Revise the records from the line with "Spot the wooden lantern, then" through the end of the records, replacing "lantern" with "lamp" and leaving everything else unchanged.

━━ Items ━━

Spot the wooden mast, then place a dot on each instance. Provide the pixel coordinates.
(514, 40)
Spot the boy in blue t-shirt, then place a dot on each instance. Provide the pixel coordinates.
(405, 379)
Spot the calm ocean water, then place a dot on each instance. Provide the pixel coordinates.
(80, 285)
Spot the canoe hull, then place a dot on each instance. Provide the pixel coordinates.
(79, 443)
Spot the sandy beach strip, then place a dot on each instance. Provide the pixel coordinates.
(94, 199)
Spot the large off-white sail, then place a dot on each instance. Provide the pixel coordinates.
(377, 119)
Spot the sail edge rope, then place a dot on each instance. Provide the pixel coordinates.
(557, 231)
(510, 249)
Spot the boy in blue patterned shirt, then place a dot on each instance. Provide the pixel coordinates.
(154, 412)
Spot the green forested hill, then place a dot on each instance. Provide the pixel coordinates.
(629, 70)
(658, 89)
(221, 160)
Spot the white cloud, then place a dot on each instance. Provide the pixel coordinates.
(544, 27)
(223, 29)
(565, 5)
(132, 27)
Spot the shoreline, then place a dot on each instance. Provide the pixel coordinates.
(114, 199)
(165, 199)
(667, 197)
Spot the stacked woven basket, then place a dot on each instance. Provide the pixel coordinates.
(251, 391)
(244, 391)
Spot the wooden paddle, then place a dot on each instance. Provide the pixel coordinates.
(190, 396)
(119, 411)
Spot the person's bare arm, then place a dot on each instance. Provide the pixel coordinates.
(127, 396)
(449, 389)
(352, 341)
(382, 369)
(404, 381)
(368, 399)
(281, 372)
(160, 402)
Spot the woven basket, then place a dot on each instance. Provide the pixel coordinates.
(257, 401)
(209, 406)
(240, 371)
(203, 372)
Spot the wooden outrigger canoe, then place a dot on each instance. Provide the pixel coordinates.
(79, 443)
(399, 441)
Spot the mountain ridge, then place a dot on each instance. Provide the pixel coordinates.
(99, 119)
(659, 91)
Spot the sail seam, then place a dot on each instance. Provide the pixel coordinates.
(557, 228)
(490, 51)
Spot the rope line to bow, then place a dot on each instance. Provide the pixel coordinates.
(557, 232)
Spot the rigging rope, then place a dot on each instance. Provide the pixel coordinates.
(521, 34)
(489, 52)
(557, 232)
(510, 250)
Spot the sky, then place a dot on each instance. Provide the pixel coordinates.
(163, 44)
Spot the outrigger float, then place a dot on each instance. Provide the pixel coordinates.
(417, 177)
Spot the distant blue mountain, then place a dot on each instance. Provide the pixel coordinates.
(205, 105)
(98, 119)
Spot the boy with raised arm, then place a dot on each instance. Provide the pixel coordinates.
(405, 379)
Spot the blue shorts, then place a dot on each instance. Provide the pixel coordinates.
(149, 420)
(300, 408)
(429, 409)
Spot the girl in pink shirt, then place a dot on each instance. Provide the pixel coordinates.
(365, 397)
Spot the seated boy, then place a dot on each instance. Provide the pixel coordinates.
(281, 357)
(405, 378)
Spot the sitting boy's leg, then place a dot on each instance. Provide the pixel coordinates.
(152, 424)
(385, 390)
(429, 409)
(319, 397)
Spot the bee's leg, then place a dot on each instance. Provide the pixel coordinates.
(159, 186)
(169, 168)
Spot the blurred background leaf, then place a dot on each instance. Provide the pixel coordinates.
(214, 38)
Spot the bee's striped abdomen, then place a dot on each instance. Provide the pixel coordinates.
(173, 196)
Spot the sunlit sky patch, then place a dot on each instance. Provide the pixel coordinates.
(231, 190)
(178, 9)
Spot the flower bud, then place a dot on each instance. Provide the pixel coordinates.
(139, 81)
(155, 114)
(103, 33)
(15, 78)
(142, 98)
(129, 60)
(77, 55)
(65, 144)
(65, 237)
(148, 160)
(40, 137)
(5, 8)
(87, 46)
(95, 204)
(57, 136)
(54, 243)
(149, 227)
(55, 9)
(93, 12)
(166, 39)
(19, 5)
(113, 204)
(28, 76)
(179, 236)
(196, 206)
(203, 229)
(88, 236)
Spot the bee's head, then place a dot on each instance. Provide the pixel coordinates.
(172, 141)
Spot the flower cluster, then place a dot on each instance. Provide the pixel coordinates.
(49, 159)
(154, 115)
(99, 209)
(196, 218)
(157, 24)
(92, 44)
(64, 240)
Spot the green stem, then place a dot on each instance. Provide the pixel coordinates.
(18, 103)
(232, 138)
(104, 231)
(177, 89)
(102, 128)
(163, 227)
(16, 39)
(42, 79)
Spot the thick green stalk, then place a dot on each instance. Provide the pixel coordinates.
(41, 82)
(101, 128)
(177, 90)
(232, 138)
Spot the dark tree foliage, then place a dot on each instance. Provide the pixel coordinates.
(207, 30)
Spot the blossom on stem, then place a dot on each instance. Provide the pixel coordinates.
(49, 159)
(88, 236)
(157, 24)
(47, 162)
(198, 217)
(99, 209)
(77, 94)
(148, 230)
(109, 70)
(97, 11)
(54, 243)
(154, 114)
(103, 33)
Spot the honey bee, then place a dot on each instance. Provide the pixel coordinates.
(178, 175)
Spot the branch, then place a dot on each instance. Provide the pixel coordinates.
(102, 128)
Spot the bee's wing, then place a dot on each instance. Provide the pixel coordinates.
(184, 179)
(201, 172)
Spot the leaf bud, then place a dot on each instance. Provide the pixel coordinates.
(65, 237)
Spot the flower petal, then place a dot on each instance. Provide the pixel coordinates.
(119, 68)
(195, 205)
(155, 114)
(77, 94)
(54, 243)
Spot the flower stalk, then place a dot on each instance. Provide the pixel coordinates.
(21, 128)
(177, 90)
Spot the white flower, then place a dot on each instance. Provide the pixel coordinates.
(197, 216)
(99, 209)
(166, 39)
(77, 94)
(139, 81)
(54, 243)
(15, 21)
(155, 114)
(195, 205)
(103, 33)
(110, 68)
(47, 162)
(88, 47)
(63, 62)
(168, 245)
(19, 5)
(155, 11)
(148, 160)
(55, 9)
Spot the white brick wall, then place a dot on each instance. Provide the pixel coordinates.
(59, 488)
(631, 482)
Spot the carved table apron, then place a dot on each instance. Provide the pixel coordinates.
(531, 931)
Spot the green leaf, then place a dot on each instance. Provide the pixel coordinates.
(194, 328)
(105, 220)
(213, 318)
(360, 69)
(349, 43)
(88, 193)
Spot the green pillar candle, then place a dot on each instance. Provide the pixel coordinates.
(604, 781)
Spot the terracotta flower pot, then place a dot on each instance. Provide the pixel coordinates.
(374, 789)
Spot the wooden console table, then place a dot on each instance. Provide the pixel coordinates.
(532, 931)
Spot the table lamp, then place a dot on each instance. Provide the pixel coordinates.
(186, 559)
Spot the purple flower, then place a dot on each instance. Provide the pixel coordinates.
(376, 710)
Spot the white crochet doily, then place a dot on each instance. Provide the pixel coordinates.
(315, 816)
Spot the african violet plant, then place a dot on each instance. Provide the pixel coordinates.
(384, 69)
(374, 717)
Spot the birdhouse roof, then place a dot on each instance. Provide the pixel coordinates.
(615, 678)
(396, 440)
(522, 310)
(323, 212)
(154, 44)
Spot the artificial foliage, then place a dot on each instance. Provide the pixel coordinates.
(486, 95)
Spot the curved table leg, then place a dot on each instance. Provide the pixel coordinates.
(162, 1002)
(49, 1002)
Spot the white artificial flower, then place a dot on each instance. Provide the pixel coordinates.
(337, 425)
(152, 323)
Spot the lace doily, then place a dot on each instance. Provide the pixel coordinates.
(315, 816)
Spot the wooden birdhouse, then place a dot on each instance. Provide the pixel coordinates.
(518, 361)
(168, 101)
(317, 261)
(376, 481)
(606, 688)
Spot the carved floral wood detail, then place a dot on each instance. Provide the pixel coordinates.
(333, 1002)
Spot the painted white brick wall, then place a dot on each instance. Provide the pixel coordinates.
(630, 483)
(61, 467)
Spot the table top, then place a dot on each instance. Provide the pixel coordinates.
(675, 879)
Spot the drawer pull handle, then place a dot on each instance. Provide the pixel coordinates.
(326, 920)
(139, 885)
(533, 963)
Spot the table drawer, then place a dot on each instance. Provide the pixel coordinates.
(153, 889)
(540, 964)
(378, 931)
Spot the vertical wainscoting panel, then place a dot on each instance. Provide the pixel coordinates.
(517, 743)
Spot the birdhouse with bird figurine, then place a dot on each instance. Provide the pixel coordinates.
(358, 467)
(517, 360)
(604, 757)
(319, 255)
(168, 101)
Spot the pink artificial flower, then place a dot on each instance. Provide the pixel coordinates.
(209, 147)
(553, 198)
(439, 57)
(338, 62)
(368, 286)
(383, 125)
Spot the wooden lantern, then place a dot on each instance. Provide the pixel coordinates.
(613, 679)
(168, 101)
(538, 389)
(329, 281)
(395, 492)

━━━

> Task result
Spot the wooden lamp, then place a dot on each instance. Provide the pixel coordinates.
(613, 679)
(168, 101)
(538, 389)
(329, 281)
(395, 492)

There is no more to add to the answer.